EXERCISE GOAL> Set down, please, exactly the lines below that run from the line with "Target: metal sign post" to the line with "Exercise. Pick out the red-leaved", both lines included.

------------------------

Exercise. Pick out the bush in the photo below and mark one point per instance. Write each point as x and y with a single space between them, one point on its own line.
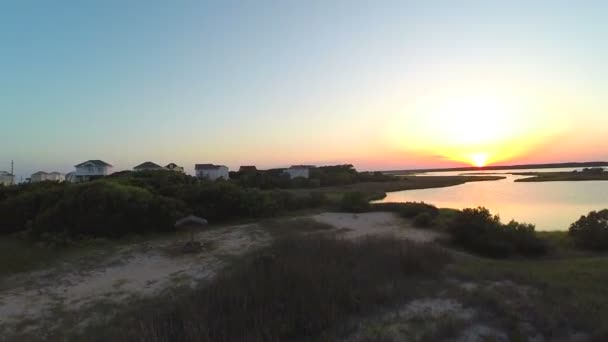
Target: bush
591 231
107 209
478 231
26 202
354 202
293 290
423 220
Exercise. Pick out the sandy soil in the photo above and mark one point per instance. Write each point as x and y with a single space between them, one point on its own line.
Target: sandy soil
71 295
376 223
38 302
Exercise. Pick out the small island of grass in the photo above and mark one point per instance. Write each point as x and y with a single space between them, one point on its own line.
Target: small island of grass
587 174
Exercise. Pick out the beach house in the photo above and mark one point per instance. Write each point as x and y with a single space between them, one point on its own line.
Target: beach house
91 169
148 166
174 167
6 178
42 176
298 171
211 172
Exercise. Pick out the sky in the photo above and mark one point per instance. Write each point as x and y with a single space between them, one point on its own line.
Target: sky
379 84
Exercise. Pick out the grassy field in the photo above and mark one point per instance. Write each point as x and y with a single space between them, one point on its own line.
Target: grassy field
561 176
571 290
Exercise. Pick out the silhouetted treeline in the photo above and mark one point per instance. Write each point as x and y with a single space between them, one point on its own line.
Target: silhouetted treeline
133 202
319 177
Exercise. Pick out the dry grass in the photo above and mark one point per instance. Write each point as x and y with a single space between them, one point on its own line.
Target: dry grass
297 288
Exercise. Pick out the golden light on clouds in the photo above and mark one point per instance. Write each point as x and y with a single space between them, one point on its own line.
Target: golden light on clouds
476 125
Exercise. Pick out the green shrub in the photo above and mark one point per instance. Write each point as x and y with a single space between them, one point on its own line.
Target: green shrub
26 202
591 231
478 231
317 199
107 209
423 220
354 202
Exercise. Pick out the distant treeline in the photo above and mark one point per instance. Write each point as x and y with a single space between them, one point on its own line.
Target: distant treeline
148 201
505 167
319 177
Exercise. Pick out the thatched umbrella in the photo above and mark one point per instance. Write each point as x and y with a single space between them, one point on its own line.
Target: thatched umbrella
190 224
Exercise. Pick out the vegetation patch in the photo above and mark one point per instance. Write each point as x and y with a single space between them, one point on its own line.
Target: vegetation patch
478 231
297 288
591 231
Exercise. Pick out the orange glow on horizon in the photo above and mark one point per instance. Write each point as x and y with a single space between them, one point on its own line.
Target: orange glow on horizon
479 159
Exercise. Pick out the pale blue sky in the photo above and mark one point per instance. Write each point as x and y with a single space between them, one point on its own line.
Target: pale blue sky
276 82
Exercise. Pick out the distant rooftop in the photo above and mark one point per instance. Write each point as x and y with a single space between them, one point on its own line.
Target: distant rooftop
96 162
207 166
148 165
302 167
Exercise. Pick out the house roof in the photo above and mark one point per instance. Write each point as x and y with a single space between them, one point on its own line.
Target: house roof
96 162
302 166
207 166
148 165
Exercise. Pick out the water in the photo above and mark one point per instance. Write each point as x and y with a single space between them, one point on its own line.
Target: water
548 205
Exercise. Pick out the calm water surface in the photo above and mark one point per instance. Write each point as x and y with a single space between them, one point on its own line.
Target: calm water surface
548 205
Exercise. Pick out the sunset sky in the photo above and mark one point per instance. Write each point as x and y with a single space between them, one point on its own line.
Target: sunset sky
380 84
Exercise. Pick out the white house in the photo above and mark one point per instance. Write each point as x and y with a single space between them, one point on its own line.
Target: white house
39 176
91 168
298 171
6 178
56 176
174 167
211 172
42 176
148 166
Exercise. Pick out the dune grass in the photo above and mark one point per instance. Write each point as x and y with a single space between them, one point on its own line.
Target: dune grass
298 288
572 290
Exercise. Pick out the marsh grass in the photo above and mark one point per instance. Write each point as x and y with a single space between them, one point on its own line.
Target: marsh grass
295 289
571 291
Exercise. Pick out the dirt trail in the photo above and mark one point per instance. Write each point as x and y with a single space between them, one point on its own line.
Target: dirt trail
376 223
35 302
70 295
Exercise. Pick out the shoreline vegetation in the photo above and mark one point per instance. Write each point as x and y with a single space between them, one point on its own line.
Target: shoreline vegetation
587 174
476 276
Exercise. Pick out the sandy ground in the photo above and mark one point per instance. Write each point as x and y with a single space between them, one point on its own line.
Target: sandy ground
35 304
376 223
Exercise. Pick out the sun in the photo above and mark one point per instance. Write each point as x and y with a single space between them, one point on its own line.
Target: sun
479 159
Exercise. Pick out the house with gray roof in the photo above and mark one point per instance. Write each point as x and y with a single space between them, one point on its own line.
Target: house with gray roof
147 166
91 169
211 171
6 178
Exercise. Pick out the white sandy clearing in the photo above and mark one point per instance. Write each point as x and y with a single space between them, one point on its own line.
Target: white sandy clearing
36 304
42 298
376 223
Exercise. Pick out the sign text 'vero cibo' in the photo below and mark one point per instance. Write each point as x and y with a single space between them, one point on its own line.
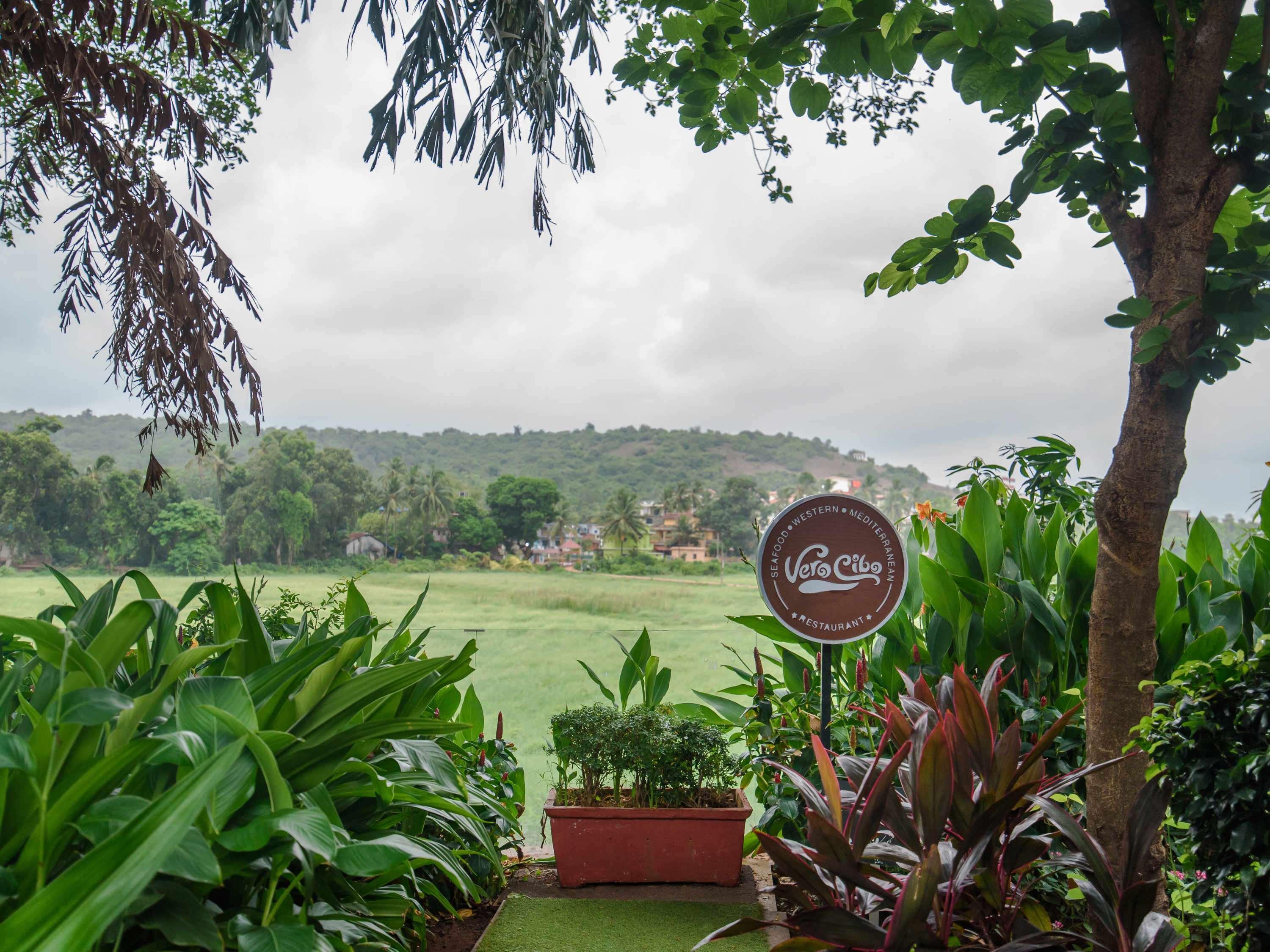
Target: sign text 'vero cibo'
832 568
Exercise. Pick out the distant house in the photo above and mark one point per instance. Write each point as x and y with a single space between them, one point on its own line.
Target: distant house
365 544
689 554
666 527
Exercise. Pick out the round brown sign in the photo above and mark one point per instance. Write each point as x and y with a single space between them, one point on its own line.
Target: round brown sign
832 568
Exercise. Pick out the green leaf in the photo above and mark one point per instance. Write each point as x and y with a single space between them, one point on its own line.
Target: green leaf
182 918
1137 308
1122 320
741 108
229 695
595 677
729 710
309 828
355 606
74 909
1206 648
91 706
1203 545
941 592
943 47
1000 249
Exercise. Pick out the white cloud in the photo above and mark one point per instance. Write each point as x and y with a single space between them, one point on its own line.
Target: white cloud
675 294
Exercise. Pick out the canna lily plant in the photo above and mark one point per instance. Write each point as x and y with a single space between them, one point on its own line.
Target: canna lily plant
935 846
310 794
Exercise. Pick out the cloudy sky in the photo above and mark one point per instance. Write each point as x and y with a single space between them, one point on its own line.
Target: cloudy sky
675 294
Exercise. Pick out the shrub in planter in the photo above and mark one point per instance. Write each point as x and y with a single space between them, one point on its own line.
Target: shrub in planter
938 845
667 761
644 796
313 792
1211 734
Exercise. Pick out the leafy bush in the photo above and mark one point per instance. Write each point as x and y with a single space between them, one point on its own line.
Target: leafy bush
938 846
642 667
670 761
234 791
1211 735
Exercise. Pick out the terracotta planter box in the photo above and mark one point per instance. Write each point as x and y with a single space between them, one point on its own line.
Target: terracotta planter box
615 845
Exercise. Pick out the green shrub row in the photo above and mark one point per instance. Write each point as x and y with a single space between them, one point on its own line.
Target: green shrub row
322 790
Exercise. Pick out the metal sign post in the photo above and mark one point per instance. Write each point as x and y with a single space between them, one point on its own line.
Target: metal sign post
831 569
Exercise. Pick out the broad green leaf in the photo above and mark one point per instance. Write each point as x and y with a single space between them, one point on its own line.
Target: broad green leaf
940 591
182 918
981 525
74 909
16 754
729 710
1203 545
472 713
279 938
228 695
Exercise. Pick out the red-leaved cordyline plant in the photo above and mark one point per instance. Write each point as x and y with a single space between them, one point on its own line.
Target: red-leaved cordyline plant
936 846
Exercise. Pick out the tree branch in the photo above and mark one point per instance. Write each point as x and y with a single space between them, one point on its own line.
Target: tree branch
1145 61
1127 231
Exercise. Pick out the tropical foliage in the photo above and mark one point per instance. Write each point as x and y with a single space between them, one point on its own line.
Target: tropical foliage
587 464
939 845
1211 735
324 790
667 761
1004 574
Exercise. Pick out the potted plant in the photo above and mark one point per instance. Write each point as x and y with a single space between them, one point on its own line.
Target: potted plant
644 796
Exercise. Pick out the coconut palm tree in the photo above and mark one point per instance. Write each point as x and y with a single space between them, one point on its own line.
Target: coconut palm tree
685 532
436 495
219 464
562 522
696 495
623 518
897 504
393 497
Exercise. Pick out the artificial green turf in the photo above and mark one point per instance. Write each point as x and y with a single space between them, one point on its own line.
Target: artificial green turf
527 924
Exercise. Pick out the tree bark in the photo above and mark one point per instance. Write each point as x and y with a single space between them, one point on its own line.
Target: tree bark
1169 250
1132 507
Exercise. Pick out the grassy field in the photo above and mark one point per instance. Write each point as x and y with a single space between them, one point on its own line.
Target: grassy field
529 627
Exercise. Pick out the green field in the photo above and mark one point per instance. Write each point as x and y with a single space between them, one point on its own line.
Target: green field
530 627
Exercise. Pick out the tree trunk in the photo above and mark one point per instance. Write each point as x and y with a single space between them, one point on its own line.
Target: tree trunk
1132 508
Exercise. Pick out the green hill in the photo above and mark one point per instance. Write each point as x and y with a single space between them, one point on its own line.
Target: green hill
587 464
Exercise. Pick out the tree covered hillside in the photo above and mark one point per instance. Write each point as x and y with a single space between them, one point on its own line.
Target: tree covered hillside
587 464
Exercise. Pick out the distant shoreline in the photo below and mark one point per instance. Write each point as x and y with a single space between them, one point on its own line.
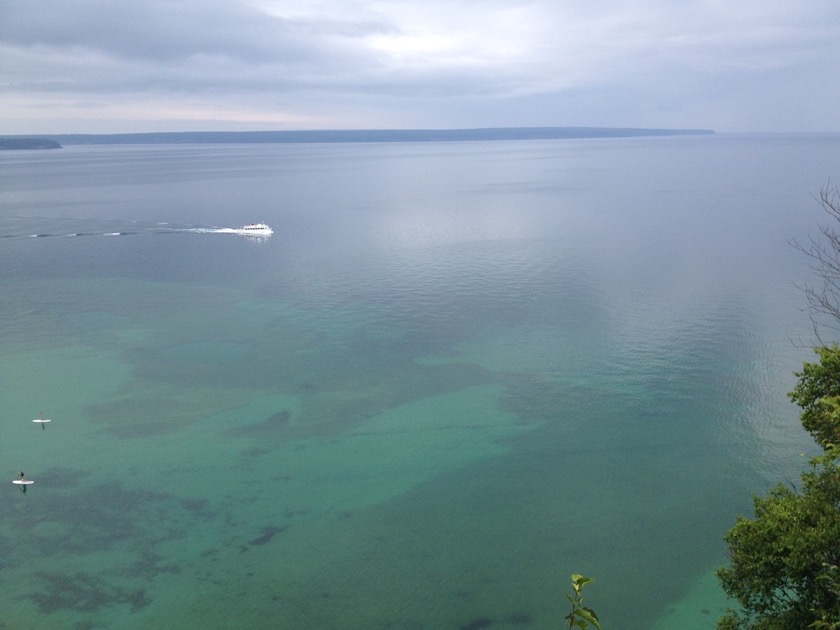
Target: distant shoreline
350 135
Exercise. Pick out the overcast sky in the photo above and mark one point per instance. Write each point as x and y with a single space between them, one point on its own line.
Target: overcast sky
107 66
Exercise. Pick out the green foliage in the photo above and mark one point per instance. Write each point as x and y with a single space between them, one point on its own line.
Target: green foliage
581 616
818 394
784 562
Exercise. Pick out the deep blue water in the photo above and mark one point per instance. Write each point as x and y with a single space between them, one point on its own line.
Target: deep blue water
456 374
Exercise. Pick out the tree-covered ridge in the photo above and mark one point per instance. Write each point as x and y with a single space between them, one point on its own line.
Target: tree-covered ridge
371 135
20 143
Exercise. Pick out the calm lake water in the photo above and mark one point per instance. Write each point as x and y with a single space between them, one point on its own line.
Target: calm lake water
456 374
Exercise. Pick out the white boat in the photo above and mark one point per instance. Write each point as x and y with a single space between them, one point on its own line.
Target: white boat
254 229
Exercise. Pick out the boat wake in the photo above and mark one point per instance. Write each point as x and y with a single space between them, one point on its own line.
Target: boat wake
158 229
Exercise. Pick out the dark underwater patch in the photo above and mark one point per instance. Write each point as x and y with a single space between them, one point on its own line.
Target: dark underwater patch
82 592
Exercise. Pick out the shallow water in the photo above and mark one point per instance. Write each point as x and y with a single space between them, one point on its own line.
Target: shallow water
457 373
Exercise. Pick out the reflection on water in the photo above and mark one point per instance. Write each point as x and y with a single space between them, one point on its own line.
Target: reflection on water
455 374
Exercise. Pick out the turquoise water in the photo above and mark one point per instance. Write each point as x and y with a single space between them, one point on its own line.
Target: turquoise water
456 374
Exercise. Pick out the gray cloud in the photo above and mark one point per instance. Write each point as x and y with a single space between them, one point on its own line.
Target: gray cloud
292 64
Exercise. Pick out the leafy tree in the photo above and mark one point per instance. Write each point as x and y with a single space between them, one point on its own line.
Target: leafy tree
785 562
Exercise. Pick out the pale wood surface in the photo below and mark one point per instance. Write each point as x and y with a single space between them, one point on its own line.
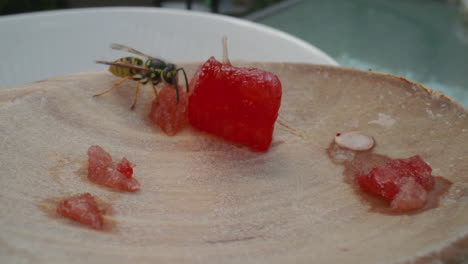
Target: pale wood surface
205 201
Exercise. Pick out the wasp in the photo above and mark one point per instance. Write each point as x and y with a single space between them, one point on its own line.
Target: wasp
152 70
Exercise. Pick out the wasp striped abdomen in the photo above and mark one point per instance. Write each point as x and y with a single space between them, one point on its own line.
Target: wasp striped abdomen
123 71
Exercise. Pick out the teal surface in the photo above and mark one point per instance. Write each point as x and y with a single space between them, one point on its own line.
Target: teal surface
422 40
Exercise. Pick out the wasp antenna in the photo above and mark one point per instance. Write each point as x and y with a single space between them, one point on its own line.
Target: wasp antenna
185 77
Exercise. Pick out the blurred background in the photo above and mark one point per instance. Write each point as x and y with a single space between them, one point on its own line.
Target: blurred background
423 40
228 7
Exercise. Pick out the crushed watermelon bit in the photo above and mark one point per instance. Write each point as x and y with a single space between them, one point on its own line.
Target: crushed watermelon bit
238 104
169 115
103 171
125 167
82 208
404 182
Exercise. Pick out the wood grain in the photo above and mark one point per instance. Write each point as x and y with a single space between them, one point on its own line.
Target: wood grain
206 201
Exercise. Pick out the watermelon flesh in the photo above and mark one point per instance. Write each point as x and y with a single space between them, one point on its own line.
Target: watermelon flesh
82 208
103 171
404 182
237 104
169 115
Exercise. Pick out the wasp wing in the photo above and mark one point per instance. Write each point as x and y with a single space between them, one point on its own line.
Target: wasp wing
125 65
131 50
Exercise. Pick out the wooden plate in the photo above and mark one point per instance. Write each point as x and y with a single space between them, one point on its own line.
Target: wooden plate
206 201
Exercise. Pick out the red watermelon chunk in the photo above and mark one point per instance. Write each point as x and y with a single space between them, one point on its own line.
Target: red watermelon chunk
125 167
103 171
238 104
83 209
405 182
169 115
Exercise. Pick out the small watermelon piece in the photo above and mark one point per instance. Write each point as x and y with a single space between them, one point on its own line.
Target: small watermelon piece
83 209
405 182
169 115
125 167
103 171
238 104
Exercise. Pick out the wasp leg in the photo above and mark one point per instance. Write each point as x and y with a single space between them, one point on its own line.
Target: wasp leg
135 99
154 83
176 86
185 77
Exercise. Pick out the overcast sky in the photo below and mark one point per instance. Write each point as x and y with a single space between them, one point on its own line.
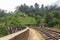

------------------------

ANSWER FOR THE TASK>
Target: metal sign post
831 569
Exercise. Pick out the broad green leaf in the photo above and mark one point per instance. Write each point as x and y with a single space between them, one point on its own line.
Target: broad green leaf
940 591
182 918
981 525
74 909
16 754
729 710
1203 545
472 713
279 938
228 695
Exercise. Pick out the red-leaved cordyline plant in the photo above and mark one point per instance. Write each point as x and y with a single space between them, one point on its own line.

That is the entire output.